Material for this task section start
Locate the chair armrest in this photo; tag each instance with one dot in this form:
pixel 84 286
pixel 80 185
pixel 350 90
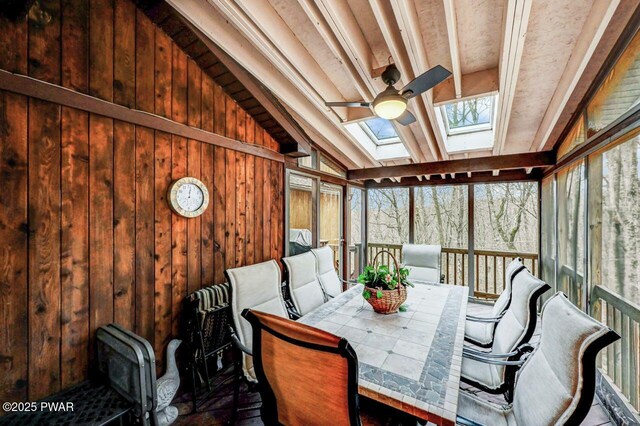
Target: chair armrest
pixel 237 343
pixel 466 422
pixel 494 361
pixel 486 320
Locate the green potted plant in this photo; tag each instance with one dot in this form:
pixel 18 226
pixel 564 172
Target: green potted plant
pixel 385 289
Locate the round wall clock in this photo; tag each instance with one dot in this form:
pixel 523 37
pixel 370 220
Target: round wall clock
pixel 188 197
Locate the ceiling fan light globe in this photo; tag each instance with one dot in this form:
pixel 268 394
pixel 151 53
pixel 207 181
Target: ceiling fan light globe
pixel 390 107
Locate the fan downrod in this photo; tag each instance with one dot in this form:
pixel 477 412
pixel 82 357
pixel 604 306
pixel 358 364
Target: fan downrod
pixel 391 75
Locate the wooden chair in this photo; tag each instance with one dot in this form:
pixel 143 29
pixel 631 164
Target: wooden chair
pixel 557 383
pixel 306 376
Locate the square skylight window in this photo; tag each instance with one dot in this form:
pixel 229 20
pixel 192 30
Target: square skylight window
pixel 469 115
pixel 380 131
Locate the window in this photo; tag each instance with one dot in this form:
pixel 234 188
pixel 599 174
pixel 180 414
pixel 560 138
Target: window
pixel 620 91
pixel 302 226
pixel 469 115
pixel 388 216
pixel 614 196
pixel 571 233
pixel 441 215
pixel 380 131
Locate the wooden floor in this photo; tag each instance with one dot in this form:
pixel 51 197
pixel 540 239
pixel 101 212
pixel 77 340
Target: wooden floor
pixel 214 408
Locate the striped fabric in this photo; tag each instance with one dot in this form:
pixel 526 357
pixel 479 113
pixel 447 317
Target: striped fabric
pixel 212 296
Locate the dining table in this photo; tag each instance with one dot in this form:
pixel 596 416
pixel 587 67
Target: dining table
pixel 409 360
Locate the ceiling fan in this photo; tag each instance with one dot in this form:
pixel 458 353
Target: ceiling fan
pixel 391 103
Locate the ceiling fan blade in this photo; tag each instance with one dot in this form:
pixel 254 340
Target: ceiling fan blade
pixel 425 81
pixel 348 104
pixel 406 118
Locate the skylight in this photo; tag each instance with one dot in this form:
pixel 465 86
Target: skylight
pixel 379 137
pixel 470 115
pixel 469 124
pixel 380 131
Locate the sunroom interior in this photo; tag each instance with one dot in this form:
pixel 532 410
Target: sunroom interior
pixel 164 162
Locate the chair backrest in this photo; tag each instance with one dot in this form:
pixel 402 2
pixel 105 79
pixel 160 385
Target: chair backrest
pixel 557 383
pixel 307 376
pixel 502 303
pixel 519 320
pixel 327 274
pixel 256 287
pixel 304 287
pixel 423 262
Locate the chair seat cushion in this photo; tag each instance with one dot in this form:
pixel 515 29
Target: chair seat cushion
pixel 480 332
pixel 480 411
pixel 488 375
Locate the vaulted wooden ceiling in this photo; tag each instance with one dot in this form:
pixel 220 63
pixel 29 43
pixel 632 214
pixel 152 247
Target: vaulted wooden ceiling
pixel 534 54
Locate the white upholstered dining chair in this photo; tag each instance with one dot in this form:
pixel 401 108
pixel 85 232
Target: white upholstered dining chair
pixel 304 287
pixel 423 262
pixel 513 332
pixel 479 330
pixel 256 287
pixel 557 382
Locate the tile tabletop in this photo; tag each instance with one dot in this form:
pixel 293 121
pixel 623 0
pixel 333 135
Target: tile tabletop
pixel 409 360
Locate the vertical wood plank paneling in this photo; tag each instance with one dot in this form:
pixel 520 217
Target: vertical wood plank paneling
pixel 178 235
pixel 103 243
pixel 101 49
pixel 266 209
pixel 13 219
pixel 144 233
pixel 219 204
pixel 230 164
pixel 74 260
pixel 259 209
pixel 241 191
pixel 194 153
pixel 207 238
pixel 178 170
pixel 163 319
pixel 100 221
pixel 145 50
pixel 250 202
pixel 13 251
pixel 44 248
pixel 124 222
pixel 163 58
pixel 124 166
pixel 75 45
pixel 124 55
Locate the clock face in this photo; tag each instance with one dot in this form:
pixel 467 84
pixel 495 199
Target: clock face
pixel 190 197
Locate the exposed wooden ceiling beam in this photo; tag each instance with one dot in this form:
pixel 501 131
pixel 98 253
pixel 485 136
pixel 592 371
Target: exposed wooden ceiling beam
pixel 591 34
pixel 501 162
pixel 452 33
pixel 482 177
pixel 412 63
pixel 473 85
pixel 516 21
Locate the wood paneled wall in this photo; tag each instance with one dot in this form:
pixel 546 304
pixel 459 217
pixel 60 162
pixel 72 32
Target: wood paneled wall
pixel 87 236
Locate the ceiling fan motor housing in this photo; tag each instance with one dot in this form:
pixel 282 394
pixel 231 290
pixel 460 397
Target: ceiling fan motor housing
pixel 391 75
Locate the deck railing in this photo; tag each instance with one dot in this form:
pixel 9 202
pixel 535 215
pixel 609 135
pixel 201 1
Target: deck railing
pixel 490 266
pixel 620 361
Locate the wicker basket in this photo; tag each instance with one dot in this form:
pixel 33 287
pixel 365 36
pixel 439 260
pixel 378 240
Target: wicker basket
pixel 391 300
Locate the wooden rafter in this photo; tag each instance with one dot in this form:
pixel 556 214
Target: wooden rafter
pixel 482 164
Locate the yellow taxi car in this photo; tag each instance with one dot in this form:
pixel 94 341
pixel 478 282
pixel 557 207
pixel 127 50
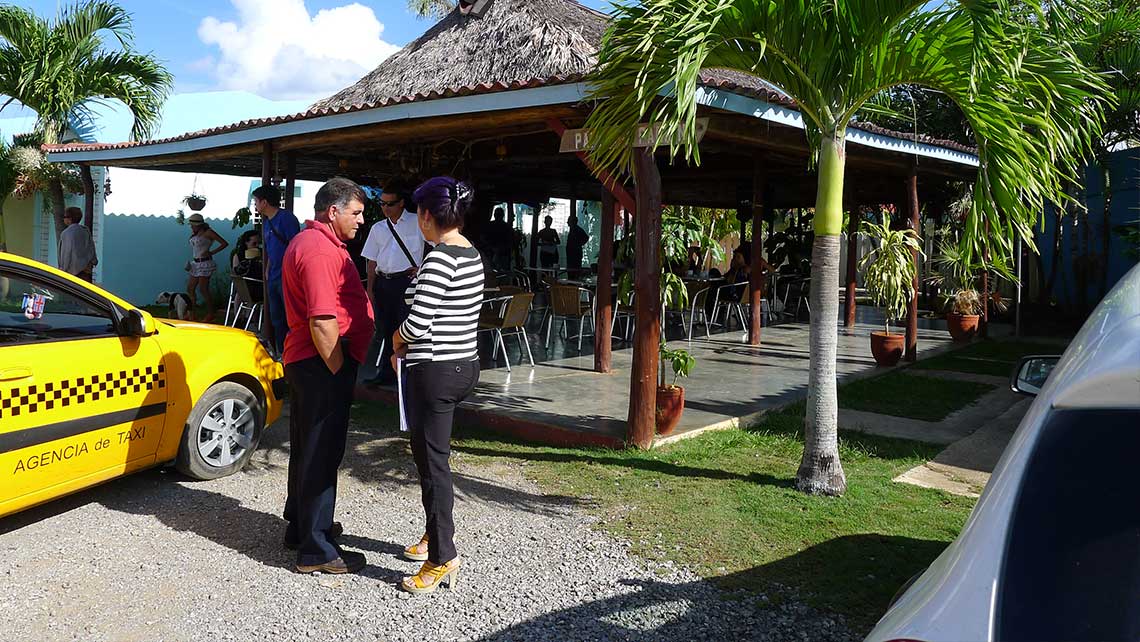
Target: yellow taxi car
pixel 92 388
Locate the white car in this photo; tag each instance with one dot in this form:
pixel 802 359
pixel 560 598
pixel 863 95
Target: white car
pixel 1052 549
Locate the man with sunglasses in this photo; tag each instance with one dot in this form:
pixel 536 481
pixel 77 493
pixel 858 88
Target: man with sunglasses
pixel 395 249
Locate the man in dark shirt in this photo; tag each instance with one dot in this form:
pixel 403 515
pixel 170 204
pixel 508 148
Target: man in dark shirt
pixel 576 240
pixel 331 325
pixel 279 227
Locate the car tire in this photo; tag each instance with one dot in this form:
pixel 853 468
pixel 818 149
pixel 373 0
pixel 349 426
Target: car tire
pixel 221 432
Material for this task section end
What's needed is every line above, retyped exactly and free of pictures.

Locate the chair armrest in this photo; tag each instance with one dot in this form:
pixel 84 286
pixel 80 185
pixel 350 90
Target: chair armrest
pixel 237 343
pixel 466 422
pixel 494 361
pixel 486 320
Locate the green potted plant in this photo; tag each instance with one dot in this form:
pixel 18 226
pixel 564 172
Target: green potted plant
pixel 385 289
Locate the round wall clock in this photo; tag each instance with one dot in this form:
pixel 523 37
pixel 370 220
Target: round wall clock
pixel 188 197
Locate the ceiling fan light globe in this photo; tag each instance with one dot in this form:
pixel 268 394
pixel 151 53
pixel 207 181
Target: ceiling fan light globe
pixel 390 107
Locate the fan downrod in this photo; tag each instance with one dot in this form:
pixel 477 412
pixel 82 357
pixel 604 306
pixel 358 364
Target: fan downrod
pixel 391 75
Locate the wooden chair in this photo; tag each instance with one dot in this form:
pixel 143 29
pixel 631 164
Target: wooden chair
pixel 557 383
pixel 306 376
Locate the square skylight window in this photo; tag each instance with one dot in this form:
pixel 229 20
pixel 192 30
Target: square skylight window
pixel 469 115
pixel 380 131
Locate the window in this photo; tag each instance with one dot in this form:
pixel 234 188
pixel 599 174
pixel 180 414
pixel 560 138
Target: window
pixel 620 91
pixel 302 226
pixel 469 115
pixel 388 216
pixel 614 196
pixel 571 233
pixel 441 215
pixel 380 131
Locate the wooden floor in this photo; tag each instance with one dot in this form:
pixel 51 197
pixel 540 239
pixel 101 212
pixel 77 340
Target: wooden floor
pixel 214 408
Locate the striped fabric in this photo; tag each instance with one dot in this form:
pixel 526 357
pixel 479 113
pixel 447 317
Target: striped fabric
pixel 212 296
Locate the dining table in this photo; tag each instance with one dot in this form:
pixel 596 416
pixel 587 67
Target: dining table
pixel 409 360
Locate the ceiling fan in this photo; tag each instance with one dot in this form:
pixel 458 353
Target: ceiling fan
pixel 391 103
Locate the ceiling fan blade in this photo; tag each instance with one dot in this form:
pixel 254 340
Target: ceiling fan blade
pixel 425 81
pixel 348 104
pixel 406 118
Locate the skylight in this photo; tag each instance with one dot in this form:
pixel 465 86
Target: skylight
pixel 379 137
pixel 470 115
pixel 469 124
pixel 380 131
Locate the sunroom interior in this photo; tag each instance with one dot in this form:
pixel 532 410
Target: sunroom interior
pixel 164 162
Locate the chair backrest in this photo; tag each instance with one dot in this form:
pixel 402 2
pixel 105 79
pixel 160 385
Target: chair backrest
pixel 557 383
pixel 307 376
pixel 502 303
pixel 519 320
pixel 327 274
pixel 256 287
pixel 304 287
pixel 423 262
Locate the chair seat cushion in this photo; tag each instance with one dot in this form:
pixel 515 29
Target: chair seat cushion
pixel 480 332
pixel 480 411
pixel 488 375
Locate the vaulted wooden ceiling in this photo; tag each instance with one dot in this form:
pixel 220 63
pixel 29 43
pixel 632 214
pixel 152 247
Target: vaulted wooden ceiling
pixel 534 54
Locate the white upholstered dining chair in this photo; tag each instance with one dot in this form:
pixel 401 108
pixel 85 232
Target: white upholstered dining chair
pixel 304 287
pixel 423 262
pixel 513 332
pixel 479 330
pixel 256 287
pixel 557 382
Locate the tile tabletop in this photo; tag each instance with one dot in this form:
pixel 293 121
pixel 623 0
pixel 333 135
Target: tile tabletop
pixel 409 360
Locate the vertical wood plank paneling in this photo; tag each instance with one dot in this form:
pixel 520 217
Target: vertical wood plank paneling
pixel 178 235
pixel 103 243
pixel 101 49
pixel 266 209
pixel 13 219
pixel 144 233
pixel 219 204
pixel 230 164
pixel 74 260
pixel 259 209
pixel 241 191
pixel 194 153
pixel 207 238
pixel 178 170
pixel 163 319
pixel 100 221
pixel 145 50
pixel 250 202
pixel 13 251
pixel 44 248
pixel 124 222
pixel 163 58
pixel 124 166
pixel 75 45
pixel 124 55
Locate the clock face in this photo; tag each instance with one dot in this form:
pixel 467 84
pixel 495 199
Target: clock face
pixel 190 197
Locate the exposed wooden ceiling beam in this photo; tag each instance with one dot in this form:
pixel 501 131
pixel 98 253
pixel 485 136
pixel 592 371
Target: exposed wooden ceiling beam
pixel 591 34
pixel 501 162
pixel 452 33
pixel 482 177
pixel 412 63
pixel 473 85
pixel 516 21
Locate the wood paneled wall in this photo; tag each instance with one dot in this form:
pixel 546 304
pixel 459 217
pixel 60 162
pixel 72 32
Target: wood paneled wall
pixel 87 236
Locate the ceiling fan motor housing in this photo; tag each instance with one dot in this form:
pixel 282 394
pixel 231 290
pixel 460 397
Target: ceiling fan motor housing
pixel 391 75
Locate the deck railing in this photo; tag each instance with one dot in this form:
pixel 9 202
pixel 535 215
pixel 609 135
pixel 201 1
Target: deck railing
pixel 490 266
pixel 620 361
Locate the wicker basket in this photo; tag each instance with one dot in this form:
pixel 33 287
pixel 365 36
pixel 439 260
pixel 378 240
Target: wicker basket
pixel 391 300
Locate the wooden rafter in this photo; tag each instance with one dot in this form:
pixel 556 214
Target: wooden rafter
pixel 482 164
Locate the yellow taxi car in this photo; tag each instance with one dot in this form:
pixel 94 341
pixel 478 282
pixel 557 207
pixel 127 50
Target: yellow taxi car
pixel 92 388
Locate the white car in this photo; tag each instance with one dot in this form:
pixel 802 359
pixel 560 598
pixel 863 95
Target: white car
pixel 1052 549
Locate the man with sunglasses in this photo; tag each instance with one dot in this form:
pixel 536 481
pixel 77 493
pixel 858 88
Target: man with sunglasses
pixel 395 249
Locate the man in dark shirt in this photo; tag each instance with one dot in this form:
pixel 403 515
pixel 170 204
pixel 508 148
Target: man in dark shirt
pixel 576 240
pixel 331 325
pixel 279 227
Locate the car tire in this photo; tag each instance with one dot in this form:
pixel 853 468
pixel 818 149
pixel 373 0
pixel 349 426
Target: car tire
pixel 221 432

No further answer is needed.